Small food producers in Kentucky aired their disapproval during a virtual public hearing Monday for a proposed rule that could increase permitting fees for some producers by more than 1000%. One Democratic state representative believes the proposed regulation could also clash with a bill signed by Governor Andy Beshear this year to help local public health departments become more sustainable.
The hearing heard from many small food producers, saying the Kentucky Department for Public Health proposal would cripple their business, especially given the economic downturn caused by the pandemic. Seth Long runs a maple syrup operation in Letcher County and was one of those producers who spoke at the hearing.
“It would kill our ability to sell beyond this community where there’s money,” Long said. “There’s only so many dollars [in Letcher County]. There’s not much of a market here. Really to be successful is to sell away from here and bring that money back home.”
The Ohio Valley Resource previously reported the proposed rule would impact producers operating through commercial kitchens that have permits to sell online, wholesale, or beyond state lines. The proposal would change the fee structure from assessing fees based on the square footage of a facility, to based on a tiered system that assesses fees based on the “risk level” of a particular commodity.
Inspection fees would range from $750 for low-risk commodities like grain or cosmetics, to $2,400 annually for high-risk products including peanut butter. For Long, that would mean the yearly fee to inspect the shack where he makes maple syrup would spike from $120 to $1,350.

Stored data:
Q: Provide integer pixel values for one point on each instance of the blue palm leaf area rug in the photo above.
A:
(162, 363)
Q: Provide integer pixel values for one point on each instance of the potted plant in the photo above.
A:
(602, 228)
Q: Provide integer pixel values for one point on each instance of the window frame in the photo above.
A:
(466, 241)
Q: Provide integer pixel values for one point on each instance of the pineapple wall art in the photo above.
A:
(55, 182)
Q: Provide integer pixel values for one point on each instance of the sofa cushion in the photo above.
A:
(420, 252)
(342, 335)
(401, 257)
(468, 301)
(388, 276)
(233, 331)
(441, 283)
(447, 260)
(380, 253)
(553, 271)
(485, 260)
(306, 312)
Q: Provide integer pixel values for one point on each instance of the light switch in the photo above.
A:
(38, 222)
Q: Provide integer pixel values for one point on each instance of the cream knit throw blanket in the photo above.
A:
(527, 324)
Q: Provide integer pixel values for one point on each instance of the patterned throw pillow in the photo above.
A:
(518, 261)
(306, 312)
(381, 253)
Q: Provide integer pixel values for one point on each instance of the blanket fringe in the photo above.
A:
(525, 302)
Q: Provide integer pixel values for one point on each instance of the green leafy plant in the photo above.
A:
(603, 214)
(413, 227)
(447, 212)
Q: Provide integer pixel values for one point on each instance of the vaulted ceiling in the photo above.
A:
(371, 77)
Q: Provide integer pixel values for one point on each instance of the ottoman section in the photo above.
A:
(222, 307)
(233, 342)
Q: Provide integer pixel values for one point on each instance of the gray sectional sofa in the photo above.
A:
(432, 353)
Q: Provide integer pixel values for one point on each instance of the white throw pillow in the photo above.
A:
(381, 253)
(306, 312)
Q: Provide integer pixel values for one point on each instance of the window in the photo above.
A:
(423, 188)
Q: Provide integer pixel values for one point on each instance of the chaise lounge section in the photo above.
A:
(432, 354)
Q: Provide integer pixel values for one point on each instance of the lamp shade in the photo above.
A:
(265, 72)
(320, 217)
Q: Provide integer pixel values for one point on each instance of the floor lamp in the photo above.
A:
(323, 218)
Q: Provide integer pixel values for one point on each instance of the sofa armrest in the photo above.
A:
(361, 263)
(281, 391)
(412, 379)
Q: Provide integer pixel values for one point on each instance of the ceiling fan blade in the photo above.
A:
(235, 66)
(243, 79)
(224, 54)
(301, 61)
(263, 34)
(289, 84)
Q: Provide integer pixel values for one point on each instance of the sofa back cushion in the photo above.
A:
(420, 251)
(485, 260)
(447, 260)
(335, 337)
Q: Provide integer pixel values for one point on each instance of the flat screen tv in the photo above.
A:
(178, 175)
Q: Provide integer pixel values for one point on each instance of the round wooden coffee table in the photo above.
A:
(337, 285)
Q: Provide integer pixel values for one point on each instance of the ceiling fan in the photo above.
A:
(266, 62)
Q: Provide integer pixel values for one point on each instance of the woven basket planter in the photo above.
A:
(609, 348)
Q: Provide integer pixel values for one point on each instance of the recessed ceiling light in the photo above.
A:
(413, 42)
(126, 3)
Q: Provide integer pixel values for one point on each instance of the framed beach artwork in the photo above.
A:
--
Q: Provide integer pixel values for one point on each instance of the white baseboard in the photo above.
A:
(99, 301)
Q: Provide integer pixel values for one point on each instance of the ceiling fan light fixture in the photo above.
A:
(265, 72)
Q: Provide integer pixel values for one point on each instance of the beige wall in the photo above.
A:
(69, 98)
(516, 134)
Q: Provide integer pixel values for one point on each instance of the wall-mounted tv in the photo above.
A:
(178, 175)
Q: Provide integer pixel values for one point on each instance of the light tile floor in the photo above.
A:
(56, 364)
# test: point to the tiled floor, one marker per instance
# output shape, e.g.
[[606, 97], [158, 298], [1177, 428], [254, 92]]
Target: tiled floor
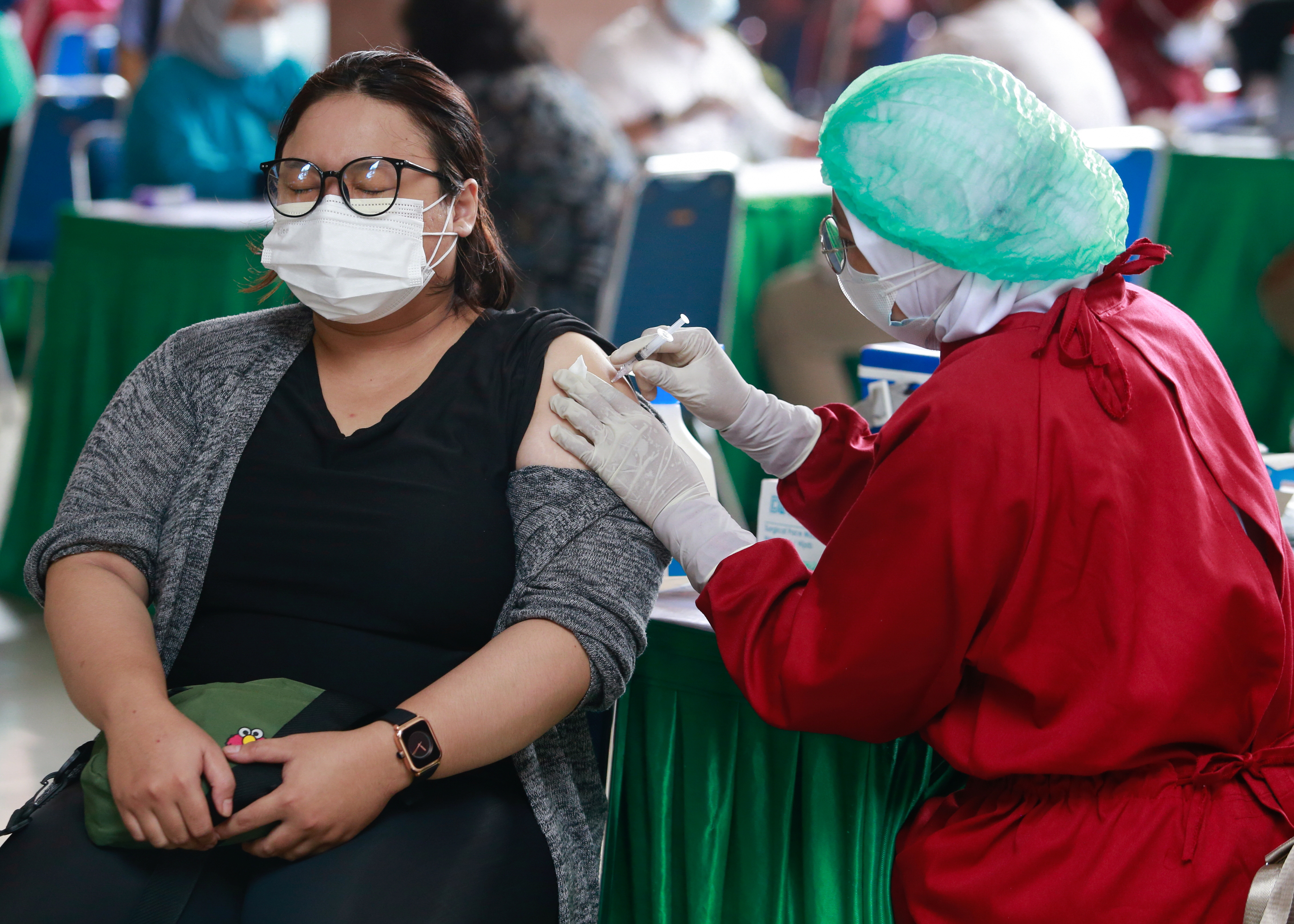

DESCRIPTION OF THE TASK: Reproduce the full article about Kentucky's proposed food permitting fees word for word.

ANSWER SPACE:
Small food producers in Kentucky aired their disapproval during a virtual public hearing Monday for a proposed rule that could increase permitting fees for some producers by more than 1000%. One Democratic state representative believes the proposed regulation could also clash with a bill signed by Governor Andy Beshear this year to help local public health departments become more sustainable.
The hearing heard from many small food producers, saying the Kentucky Department for Public Health proposal would cripple their business, especially given the economic downturn caused by the pandemic. Seth Long runs a maple syrup operation in Letcher County and was one of those producers who spoke at the hearing.
“It would kill our ability to sell beyond this community where there’s money,” Long said. “There’s only so many dollars [in Letcher County]. There’s not much of a market here. Really to be successful is to sell away from here and bring that money back home.”
The Ohio Valley Resource previously reported the proposed rule would impact producers operating through commercial kitchens that have permits to sell online, wholesale, or beyond state lines. The proposal would change the fee structure from assessing fees based on the square footage of a facility, to based on a tiered system that assesses fees based on the “risk level” of a particular commodity.
Inspection fees would range from $750 for low-risk commodities like grain or cosmetics, to $2,400 annually for high-risk products including peanut butter. For Long, that would mean the yearly fee to inspect the shack where he makes maple syrup would spike from $120 to $1,350.